Assigned task: Scan the entries below and extract each line with the word "sample" in it.

===== Listed entries =====

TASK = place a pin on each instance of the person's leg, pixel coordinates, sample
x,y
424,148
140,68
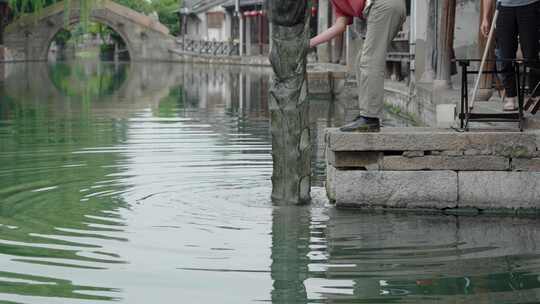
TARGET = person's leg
x,y
528,24
506,34
383,23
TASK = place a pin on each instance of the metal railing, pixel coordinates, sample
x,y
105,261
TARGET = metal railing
x,y
217,48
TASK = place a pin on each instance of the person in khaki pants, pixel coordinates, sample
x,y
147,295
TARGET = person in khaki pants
x,y
384,20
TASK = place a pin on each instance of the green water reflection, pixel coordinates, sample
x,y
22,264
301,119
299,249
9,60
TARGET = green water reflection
x,y
150,182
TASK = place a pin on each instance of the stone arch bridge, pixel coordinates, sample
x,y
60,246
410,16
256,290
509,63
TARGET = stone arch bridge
x,y
29,37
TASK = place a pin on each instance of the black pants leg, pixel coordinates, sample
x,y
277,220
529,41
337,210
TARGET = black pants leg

=====

Written solution:
TASK = place a pin on each instance of the person's leg, pixel coordinates, sample
TASK = place a pin on each instance of the metal railing, pixel coordinates, sample
TASK = place a pin on each instance of the person in khaki pants, pixel coordinates, sample
TASK = place a pin on each instance of the green water reflection, pixel coordinates, sample
TASK = place a pin on each instance of the stone arch bridge, pixel coordinates, sample
TASK = place a pin on each instance of the black pants leg, pixel coordinates, sample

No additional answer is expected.